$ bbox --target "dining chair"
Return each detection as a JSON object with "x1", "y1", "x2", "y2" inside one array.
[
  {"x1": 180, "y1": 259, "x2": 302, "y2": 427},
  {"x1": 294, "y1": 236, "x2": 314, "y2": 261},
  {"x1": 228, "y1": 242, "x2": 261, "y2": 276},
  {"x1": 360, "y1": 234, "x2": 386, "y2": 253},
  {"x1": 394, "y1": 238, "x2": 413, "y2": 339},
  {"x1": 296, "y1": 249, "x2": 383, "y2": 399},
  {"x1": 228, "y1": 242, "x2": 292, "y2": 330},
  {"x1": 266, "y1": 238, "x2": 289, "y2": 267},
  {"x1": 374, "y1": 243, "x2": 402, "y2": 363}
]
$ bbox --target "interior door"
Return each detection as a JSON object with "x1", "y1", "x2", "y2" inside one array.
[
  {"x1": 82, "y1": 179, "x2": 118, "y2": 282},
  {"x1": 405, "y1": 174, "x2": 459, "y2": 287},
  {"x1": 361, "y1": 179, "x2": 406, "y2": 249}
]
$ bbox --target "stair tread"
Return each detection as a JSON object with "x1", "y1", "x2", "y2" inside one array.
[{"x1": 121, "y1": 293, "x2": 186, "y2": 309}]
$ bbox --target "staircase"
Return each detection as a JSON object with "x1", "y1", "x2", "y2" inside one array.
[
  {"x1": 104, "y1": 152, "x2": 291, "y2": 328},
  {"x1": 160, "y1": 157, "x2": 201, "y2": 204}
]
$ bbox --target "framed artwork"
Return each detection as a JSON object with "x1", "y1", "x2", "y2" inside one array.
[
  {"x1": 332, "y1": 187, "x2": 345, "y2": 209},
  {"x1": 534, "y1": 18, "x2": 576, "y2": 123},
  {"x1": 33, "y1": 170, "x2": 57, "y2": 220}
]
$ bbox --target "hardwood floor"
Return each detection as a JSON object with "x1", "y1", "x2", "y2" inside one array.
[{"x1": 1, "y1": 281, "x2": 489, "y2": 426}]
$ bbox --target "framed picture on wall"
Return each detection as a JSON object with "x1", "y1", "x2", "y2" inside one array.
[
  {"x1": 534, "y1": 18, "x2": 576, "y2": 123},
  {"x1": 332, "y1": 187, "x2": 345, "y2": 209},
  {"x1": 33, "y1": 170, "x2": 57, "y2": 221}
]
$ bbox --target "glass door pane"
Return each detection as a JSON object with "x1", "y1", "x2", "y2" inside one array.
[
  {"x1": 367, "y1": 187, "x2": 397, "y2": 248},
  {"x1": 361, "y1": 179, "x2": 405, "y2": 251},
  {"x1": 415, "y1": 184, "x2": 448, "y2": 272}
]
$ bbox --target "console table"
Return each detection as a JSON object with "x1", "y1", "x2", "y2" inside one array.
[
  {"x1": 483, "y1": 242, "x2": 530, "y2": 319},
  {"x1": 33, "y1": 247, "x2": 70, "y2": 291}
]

PROBLEM TO WORK ON:
Set down the full listing. Keep every line exact.

TASK RESULT:
$ bbox --target "dining chair"
Return each detection as a JSON object with "x1", "y1", "x2", "y2" inside one array.
[
  {"x1": 180, "y1": 259, "x2": 302, "y2": 427},
  {"x1": 294, "y1": 236, "x2": 314, "y2": 261},
  {"x1": 228, "y1": 242, "x2": 261, "y2": 276},
  {"x1": 360, "y1": 234, "x2": 386, "y2": 253},
  {"x1": 394, "y1": 238, "x2": 413, "y2": 339},
  {"x1": 296, "y1": 249, "x2": 383, "y2": 399},
  {"x1": 228, "y1": 242, "x2": 292, "y2": 330},
  {"x1": 266, "y1": 238, "x2": 289, "y2": 267},
  {"x1": 374, "y1": 243, "x2": 402, "y2": 363}
]
$ bbox --target "interior door"
Return each detection as a JSON object with "x1", "y1", "x2", "y2" inside one array.
[
  {"x1": 82, "y1": 179, "x2": 118, "y2": 282},
  {"x1": 405, "y1": 174, "x2": 459, "y2": 287},
  {"x1": 361, "y1": 179, "x2": 406, "y2": 249}
]
$ bbox --target "stair tread"
Return each detection as a JSON object with "x1", "y1", "x2", "y2" inside one array.
[{"x1": 121, "y1": 293, "x2": 186, "y2": 309}]
$ bbox --target "staircase"
Return each detection as a JSON object with "x1", "y1", "x2", "y2" inside one array.
[
  {"x1": 104, "y1": 152, "x2": 291, "y2": 328},
  {"x1": 160, "y1": 157, "x2": 201, "y2": 204}
]
$ bbox --target "framed artwork"
Return each detection as a JSON object with "x1", "y1", "x2", "y2" inside one array.
[
  {"x1": 332, "y1": 187, "x2": 345, "y2": 209},
  {"x1": 534, "y1": 18, "x2": 576, "y2": 123},
  {"x1": 33, "y1": 170, "x2": 57, "y2": 220}
]
$ bbox --target "hardwood floor"
Return each detection as a JSON object with "x1", "y1", "x2", "y2" inside one array.
[{"x1": 1, "y1": 281, "x2": 489, "y2": 426}]
$ bbox --target "framed picture on wall"
Return each detection as a JSON object with "x1", "y1", "x2", "y2" inside one array.
[
  {"x1": 534, "y1": 18, "x2": 576, "y2": 123},
  {"x1": 332, "y1": 187, "x2": 345, "y2": 209},
  {"x1": 33, "y1": 170, "x2": 57, "y2": 221}
]
$ bbox --target "glass door pane"
Return each detection as a JSON object with "x1", "y1", "x2", "y2" inside one array.
[
  {"x1": 367, "y1": 187, "x2": 397, "y2": 248},
  {"x1": 361, "y1": 179, "x2": 405, "y2": 251},
  {"x1": 415, "y1": 184, "x2": 448, "y2": 272}
]
$ bbox --target "console table"
Return each detection as a JSON object with "x1", "y1", "x2", "y2" inside one array.
[
  {"x1": 483, "y1": 242, "x2": 530, "y2": 319},
  {"x1": 33, "y1": 247, "x2": 70, "y2": 291}
]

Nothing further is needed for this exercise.